REQUIRED ACTION
Word for word, transcribe the data below from the line with "hair shown above." to the line with "stone shown above.", keeping both of those lines.

##### INPUT RECORDS

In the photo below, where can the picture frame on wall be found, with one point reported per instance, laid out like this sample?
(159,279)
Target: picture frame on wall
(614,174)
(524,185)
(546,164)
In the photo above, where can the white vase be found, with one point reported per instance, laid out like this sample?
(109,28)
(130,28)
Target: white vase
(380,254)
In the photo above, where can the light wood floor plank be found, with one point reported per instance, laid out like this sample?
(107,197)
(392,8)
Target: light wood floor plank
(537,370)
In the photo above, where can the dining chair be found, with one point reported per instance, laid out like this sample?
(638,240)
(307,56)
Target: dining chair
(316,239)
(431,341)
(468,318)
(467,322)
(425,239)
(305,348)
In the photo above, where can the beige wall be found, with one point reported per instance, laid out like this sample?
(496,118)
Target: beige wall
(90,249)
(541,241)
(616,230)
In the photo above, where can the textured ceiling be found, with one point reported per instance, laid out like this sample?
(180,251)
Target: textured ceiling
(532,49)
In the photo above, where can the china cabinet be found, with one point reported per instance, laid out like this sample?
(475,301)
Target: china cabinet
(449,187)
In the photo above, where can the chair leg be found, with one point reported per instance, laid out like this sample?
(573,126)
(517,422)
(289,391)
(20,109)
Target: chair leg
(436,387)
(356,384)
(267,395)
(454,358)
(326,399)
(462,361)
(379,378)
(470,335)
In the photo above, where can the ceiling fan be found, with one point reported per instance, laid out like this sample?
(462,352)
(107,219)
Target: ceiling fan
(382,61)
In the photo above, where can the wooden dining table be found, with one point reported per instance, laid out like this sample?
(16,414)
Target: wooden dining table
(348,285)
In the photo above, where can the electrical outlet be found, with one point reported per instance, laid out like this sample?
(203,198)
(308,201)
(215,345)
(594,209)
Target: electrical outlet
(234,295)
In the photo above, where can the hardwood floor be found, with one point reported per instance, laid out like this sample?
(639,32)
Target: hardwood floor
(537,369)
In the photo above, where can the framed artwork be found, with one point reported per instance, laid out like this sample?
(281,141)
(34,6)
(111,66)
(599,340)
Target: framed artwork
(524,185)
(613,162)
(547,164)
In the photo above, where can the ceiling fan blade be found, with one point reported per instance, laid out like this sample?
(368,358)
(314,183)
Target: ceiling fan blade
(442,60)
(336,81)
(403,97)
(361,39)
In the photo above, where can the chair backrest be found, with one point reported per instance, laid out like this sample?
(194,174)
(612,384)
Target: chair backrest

##########
##### INPUT RECORDS

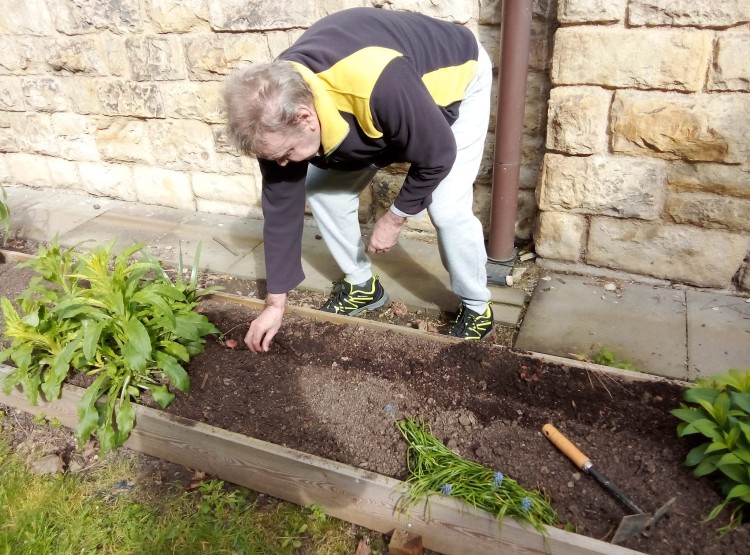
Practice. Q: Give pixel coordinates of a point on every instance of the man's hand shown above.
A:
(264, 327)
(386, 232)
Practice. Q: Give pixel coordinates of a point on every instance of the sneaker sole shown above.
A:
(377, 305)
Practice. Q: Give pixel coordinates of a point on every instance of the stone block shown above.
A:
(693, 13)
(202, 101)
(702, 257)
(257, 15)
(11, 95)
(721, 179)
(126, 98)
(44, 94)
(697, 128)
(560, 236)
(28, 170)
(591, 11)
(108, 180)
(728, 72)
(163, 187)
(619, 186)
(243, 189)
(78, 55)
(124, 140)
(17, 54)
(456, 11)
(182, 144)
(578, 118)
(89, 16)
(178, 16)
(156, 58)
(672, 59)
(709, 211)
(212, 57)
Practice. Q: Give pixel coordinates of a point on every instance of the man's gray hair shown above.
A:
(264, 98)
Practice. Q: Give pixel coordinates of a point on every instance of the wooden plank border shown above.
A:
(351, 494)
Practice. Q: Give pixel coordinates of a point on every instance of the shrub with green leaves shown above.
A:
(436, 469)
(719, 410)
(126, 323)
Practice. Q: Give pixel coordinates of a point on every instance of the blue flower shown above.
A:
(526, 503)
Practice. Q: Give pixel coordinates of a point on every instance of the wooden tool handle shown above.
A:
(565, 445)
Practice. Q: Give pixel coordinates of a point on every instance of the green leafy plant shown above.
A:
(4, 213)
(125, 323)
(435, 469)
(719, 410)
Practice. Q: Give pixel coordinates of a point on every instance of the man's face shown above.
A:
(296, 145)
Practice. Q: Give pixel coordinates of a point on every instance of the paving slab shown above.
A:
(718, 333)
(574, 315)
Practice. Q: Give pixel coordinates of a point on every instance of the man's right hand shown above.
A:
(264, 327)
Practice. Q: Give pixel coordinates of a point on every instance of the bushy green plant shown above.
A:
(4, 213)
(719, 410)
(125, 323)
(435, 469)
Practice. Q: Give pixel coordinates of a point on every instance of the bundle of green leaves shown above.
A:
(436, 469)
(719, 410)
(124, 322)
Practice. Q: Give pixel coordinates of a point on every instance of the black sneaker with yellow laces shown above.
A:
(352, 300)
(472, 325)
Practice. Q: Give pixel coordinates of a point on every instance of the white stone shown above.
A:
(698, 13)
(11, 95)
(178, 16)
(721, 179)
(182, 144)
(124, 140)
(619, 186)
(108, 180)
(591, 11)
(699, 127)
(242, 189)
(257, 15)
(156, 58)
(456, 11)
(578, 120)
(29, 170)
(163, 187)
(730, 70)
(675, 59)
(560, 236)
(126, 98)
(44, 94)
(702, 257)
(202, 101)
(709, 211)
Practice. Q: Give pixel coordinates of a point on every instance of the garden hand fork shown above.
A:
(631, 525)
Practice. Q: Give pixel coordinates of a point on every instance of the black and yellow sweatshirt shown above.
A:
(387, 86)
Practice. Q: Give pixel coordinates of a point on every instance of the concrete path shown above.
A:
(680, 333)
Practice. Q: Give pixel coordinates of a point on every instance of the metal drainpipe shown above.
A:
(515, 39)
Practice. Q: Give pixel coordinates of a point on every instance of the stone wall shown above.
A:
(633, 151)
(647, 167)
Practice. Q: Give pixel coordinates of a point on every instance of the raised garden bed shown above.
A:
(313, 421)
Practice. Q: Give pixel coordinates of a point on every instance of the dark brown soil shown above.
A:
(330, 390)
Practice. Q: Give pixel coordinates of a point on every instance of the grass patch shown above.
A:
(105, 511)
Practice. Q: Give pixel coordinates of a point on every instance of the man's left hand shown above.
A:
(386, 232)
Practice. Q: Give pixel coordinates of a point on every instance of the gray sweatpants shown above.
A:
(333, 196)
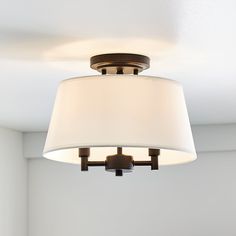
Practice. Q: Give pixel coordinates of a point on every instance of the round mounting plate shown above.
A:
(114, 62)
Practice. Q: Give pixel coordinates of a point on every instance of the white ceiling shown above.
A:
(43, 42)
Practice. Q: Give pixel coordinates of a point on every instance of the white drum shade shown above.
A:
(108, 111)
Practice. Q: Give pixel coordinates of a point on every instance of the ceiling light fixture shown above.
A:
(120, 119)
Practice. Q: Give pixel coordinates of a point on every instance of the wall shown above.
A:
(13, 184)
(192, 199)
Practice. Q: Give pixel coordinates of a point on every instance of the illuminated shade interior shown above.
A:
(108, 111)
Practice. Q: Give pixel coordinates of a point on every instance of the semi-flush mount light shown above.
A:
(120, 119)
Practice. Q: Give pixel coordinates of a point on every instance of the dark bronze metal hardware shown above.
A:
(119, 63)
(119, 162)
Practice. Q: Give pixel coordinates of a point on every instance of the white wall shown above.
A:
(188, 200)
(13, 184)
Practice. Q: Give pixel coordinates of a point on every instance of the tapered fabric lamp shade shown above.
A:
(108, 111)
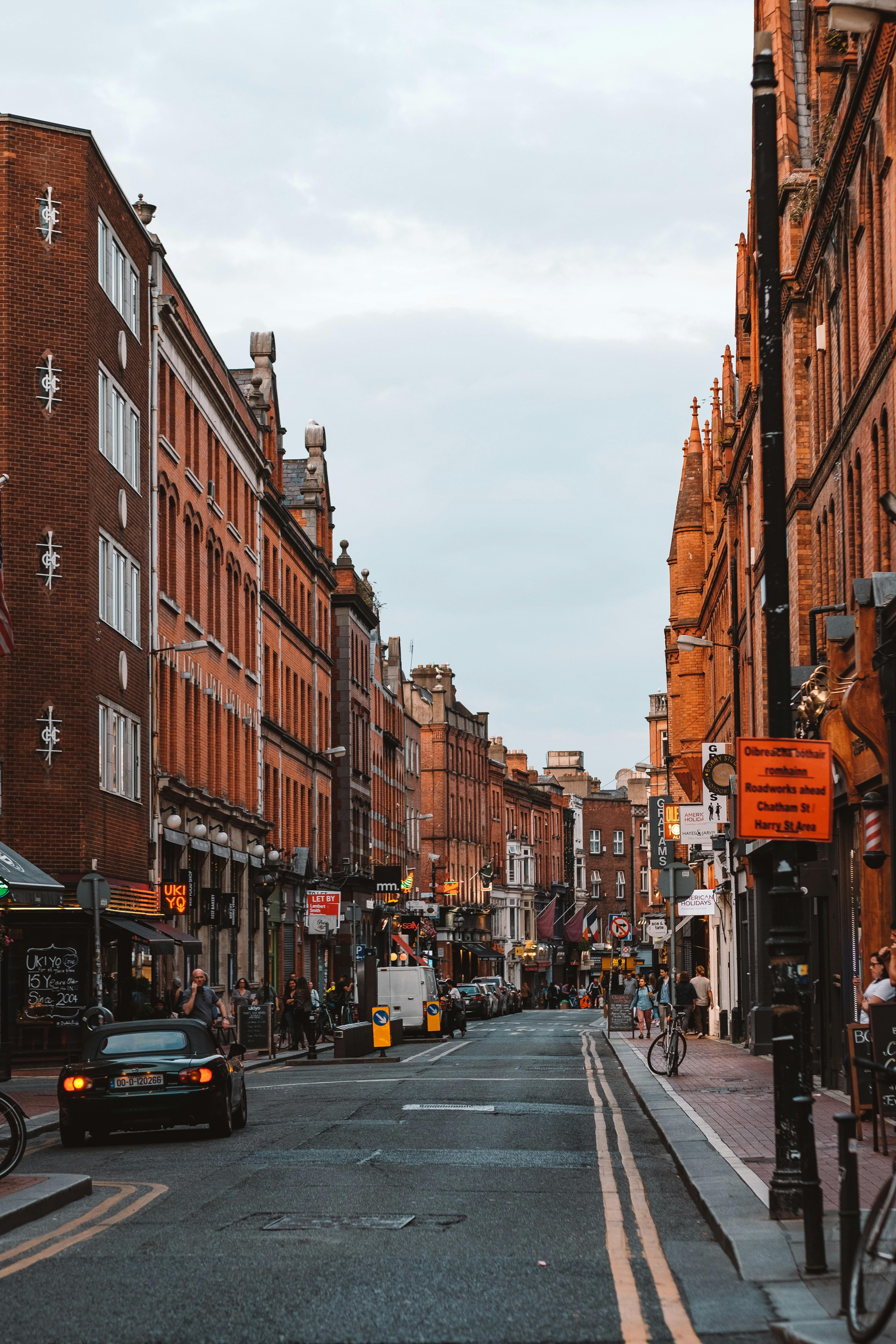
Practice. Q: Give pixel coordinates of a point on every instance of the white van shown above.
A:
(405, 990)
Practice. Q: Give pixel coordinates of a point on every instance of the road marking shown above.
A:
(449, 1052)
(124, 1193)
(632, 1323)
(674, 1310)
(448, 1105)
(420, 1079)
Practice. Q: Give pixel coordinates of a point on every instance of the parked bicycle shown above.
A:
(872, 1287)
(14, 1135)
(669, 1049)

##########

REPLY
Practice. Q: Give pixel coordinates of a point on every instance of the man's gray hair shown above.
A:
(264, 98)
Practice. Q: Give pixel coordinates of a point on every instance of the wooden plank border shown above.
A:
(351, 494)
Practice. Q: Give pixel coordinates of a point on every instance of the shrub with green leaves shown above.
A:
(436, 469)
(719, 410)
(126, 323)
Practice. Q: Give pixel coordinates of a point on every instance of the blue flower shown above.
A:
(526, 503)
Practice. Q: Give pixel coordinates of a point on every instance of the wooden tool handle shown above.
A:
(565, 445)
Practice. Q: Give pixel coordinates of a point on every instance of the green leafy plant shown above.
A:
(4, 213)
(125, 323)
(435, 469)
(719, 410)
Practice. Q: Give pixel coordinates of a point on every instance of the man's face shown above.
A:
(296, 145)
Practice. Q: Give pixel coordinates of a point on every instance of the paving slab shown above.
A:
(718, 333)
(574, 315)
Practice. Q: Give pixel coordinates of a point on every instance of the man's right hand shown above.
A:
(264, 327)
Practice. Q: Give pixel coordinates of a point on every instance of the bushy green plant shown above.
A:
(4, 213)
(719, 410)
(125, 323)
(435, 469)
Practice. Q: Give pixel coordinates of a point on every instance of the bundle of green leaves shown above.
A:
(436, 469)
(719, 410)
(124, 322)
Practice. Q: Give pixel coordinates of a point on every instance of the black sneaker with yellow laces shown above.
A:
(352, 300)
(472, 325)
Practice. Q: Give pixel coordinates of a point on every instance of the white stone shown above.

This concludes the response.